Items from a dataset

◇ ◇ ◇ ◇

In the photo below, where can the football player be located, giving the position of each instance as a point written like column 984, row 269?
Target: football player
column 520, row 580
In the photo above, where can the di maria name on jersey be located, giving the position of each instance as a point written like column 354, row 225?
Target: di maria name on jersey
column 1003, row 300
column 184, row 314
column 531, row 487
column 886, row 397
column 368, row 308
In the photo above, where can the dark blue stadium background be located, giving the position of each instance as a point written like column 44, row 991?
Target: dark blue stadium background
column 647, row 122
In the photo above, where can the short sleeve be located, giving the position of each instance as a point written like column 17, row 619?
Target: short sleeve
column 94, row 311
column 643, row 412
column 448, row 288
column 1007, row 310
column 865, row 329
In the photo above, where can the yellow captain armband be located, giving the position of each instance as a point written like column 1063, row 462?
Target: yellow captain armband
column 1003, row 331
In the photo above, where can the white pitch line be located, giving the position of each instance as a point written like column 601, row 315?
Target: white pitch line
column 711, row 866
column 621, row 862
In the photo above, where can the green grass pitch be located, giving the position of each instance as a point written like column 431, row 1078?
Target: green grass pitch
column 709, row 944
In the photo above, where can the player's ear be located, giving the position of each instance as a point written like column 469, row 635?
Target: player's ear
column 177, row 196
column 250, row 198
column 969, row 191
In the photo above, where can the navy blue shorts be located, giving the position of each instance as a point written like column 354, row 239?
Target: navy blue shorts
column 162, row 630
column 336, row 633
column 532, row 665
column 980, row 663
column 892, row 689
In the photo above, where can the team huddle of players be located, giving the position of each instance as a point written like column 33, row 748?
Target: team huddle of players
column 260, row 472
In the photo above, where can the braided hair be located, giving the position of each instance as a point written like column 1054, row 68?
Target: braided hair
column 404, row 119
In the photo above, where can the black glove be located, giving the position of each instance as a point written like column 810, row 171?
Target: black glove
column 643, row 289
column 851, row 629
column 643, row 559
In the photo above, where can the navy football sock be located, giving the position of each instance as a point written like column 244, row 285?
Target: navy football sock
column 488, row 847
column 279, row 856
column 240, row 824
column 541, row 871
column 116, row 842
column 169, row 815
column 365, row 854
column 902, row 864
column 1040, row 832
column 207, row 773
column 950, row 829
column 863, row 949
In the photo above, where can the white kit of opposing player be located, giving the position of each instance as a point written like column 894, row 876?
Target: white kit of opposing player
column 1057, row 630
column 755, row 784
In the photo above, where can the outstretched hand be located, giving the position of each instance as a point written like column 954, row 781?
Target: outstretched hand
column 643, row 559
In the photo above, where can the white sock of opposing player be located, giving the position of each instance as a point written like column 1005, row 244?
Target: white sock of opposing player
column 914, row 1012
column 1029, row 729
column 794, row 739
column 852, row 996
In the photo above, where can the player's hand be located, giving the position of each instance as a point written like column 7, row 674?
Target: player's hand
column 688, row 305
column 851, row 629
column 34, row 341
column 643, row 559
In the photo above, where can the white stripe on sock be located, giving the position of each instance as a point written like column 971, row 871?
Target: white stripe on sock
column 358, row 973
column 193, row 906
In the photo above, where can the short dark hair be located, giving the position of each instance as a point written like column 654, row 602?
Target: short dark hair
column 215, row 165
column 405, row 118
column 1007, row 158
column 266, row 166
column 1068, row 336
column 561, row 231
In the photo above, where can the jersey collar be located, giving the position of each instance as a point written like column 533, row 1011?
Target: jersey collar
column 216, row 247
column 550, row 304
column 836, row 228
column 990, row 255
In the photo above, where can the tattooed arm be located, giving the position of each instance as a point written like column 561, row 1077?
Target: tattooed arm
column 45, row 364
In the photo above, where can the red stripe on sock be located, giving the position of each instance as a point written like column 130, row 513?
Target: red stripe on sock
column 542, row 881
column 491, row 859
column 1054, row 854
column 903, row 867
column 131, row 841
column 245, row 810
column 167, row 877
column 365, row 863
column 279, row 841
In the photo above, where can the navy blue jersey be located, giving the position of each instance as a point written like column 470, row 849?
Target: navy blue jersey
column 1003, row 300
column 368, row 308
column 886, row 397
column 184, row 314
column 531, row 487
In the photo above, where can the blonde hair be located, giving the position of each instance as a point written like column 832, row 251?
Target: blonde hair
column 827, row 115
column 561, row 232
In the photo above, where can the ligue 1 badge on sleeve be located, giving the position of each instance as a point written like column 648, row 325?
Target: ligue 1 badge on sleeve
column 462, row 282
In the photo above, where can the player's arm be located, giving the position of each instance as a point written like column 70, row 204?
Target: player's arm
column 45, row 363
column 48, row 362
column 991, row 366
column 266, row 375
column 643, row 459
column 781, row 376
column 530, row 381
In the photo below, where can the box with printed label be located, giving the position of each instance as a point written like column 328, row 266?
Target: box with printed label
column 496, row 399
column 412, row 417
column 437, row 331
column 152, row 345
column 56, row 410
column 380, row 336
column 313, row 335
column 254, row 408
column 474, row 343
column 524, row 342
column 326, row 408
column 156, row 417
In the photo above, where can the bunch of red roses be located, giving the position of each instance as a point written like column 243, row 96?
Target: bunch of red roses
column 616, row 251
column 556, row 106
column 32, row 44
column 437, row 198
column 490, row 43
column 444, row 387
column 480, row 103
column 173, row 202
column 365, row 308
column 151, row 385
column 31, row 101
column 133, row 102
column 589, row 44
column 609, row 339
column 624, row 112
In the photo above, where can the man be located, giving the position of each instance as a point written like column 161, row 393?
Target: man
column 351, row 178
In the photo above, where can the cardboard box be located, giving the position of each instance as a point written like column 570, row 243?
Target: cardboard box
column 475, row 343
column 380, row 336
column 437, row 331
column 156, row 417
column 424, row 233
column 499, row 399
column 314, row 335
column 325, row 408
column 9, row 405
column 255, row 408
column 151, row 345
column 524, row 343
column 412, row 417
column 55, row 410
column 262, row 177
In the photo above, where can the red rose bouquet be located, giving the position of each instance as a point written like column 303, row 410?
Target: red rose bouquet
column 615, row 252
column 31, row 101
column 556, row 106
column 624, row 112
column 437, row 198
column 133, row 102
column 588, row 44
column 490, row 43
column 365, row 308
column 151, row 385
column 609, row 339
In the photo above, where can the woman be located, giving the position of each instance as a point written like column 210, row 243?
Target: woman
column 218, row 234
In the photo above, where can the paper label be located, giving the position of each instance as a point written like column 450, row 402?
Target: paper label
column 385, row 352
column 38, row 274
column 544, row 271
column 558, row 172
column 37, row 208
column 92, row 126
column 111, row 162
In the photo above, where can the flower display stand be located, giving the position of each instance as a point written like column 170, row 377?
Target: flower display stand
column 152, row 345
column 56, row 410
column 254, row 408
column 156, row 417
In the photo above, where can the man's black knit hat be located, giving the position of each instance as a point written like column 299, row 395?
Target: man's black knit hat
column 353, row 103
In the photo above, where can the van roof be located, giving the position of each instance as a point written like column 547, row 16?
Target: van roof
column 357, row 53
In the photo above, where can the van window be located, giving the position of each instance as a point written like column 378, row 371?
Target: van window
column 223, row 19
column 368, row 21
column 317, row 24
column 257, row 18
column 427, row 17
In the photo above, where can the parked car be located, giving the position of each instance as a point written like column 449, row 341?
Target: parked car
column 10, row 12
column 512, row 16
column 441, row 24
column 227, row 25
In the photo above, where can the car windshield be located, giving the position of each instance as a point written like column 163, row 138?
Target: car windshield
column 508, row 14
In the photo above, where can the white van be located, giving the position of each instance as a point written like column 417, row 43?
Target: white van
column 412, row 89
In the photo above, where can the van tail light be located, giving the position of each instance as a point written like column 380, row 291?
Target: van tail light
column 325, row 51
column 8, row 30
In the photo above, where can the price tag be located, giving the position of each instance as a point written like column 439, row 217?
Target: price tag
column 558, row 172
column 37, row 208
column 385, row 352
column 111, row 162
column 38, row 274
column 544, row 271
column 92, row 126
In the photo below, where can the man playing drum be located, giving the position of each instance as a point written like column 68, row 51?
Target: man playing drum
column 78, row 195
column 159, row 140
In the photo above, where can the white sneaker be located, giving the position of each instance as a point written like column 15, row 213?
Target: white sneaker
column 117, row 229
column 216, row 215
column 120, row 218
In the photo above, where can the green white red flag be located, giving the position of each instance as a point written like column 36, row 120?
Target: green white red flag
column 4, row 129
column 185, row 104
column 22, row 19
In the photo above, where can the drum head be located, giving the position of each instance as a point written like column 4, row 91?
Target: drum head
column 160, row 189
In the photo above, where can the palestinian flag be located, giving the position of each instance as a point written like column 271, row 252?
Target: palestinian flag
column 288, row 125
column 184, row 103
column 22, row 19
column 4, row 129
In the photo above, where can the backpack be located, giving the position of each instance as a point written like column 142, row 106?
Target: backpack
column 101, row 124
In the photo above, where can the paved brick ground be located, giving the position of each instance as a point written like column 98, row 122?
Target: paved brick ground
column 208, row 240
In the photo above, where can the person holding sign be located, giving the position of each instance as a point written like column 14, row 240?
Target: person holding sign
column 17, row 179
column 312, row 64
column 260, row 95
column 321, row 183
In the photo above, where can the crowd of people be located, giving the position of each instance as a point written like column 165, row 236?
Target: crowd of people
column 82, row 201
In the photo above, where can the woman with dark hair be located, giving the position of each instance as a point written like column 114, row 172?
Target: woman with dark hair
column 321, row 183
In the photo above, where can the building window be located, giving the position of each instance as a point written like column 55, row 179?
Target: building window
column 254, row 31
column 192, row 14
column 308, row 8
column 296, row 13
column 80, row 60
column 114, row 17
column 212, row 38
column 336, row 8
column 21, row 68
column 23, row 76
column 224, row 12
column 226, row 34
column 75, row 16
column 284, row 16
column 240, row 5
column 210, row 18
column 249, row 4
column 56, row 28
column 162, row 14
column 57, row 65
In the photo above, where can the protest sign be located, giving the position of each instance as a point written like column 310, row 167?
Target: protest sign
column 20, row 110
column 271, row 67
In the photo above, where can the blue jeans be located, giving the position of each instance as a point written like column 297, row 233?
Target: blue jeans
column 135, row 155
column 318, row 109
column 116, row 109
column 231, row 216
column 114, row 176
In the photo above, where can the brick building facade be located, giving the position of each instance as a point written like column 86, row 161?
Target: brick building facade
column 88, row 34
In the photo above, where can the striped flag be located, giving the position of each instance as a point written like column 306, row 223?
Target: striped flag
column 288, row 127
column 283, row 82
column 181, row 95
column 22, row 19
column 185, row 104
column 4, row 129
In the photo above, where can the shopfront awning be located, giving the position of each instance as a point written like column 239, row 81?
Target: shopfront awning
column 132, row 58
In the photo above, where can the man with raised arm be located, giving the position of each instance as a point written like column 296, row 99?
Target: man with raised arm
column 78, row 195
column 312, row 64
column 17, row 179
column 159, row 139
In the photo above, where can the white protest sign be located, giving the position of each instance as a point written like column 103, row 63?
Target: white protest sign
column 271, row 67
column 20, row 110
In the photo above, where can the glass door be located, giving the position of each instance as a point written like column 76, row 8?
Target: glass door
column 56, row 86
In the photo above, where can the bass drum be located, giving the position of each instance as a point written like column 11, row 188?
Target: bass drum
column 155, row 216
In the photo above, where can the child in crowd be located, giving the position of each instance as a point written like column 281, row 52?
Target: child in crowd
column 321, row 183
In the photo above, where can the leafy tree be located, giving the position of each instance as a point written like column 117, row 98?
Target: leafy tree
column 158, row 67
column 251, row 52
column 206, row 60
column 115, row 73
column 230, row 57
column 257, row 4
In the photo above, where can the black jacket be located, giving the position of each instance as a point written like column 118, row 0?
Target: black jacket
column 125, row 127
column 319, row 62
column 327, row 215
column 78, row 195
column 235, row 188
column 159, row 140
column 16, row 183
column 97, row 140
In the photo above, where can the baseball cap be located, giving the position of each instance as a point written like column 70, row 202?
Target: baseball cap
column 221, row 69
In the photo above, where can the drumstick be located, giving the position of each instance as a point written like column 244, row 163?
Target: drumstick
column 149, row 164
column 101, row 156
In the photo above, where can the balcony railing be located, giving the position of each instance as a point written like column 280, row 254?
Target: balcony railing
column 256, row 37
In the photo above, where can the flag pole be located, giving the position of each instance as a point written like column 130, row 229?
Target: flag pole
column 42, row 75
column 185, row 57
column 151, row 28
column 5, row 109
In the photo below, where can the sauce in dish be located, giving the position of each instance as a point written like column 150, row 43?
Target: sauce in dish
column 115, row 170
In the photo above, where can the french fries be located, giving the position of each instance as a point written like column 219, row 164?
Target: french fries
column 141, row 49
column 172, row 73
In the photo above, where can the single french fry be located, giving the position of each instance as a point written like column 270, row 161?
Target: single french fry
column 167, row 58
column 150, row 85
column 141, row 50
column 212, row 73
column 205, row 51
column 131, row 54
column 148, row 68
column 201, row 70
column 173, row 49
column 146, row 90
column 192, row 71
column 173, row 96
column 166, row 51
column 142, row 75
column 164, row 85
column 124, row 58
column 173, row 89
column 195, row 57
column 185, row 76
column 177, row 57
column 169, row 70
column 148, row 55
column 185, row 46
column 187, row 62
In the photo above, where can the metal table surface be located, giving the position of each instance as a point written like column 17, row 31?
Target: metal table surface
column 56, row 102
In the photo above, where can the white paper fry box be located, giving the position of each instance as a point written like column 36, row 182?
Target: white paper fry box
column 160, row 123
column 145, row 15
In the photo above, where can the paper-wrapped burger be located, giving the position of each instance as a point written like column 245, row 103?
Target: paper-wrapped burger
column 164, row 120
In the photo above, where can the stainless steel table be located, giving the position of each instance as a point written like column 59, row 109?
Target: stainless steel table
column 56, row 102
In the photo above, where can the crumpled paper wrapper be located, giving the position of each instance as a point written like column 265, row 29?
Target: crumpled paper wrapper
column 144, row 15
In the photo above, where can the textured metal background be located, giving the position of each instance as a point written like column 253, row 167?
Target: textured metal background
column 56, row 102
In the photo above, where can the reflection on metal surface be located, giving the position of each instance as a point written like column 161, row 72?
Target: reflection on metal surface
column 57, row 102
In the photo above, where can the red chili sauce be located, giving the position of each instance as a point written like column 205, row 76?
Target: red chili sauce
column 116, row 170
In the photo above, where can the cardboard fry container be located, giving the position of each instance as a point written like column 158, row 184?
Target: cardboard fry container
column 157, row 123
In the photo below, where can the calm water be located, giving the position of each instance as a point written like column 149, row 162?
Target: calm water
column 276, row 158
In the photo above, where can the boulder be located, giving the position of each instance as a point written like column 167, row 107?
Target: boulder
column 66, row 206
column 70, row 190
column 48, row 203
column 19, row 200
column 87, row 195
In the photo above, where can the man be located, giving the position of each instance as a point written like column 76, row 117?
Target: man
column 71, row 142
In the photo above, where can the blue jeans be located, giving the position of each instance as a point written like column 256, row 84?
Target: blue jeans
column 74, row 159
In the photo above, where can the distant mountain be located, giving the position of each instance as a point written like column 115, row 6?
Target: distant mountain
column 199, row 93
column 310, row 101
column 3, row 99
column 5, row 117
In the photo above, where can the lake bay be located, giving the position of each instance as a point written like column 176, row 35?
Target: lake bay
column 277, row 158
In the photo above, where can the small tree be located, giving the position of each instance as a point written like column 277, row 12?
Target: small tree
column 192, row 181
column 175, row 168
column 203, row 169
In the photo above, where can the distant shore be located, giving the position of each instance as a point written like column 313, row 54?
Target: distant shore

◇ ◇ ◇ ◇

- REQUIREMENT:
Lines to set down from above: the line with "Target: car windshield", the line with "In the photo above, where can the van tail", and every line between, each exactly as written.

- RESULT FOR THIS TASK:
Target: car windshield
column 508, row 14
In the photo above, where can the white van be located, giving the position of each instance as a point written like column 417, row 43?
Target: white van
column 412, row 89
In the photo above, where can the van tail light be located, giving the position of each instance as a point written like column 380, row 291?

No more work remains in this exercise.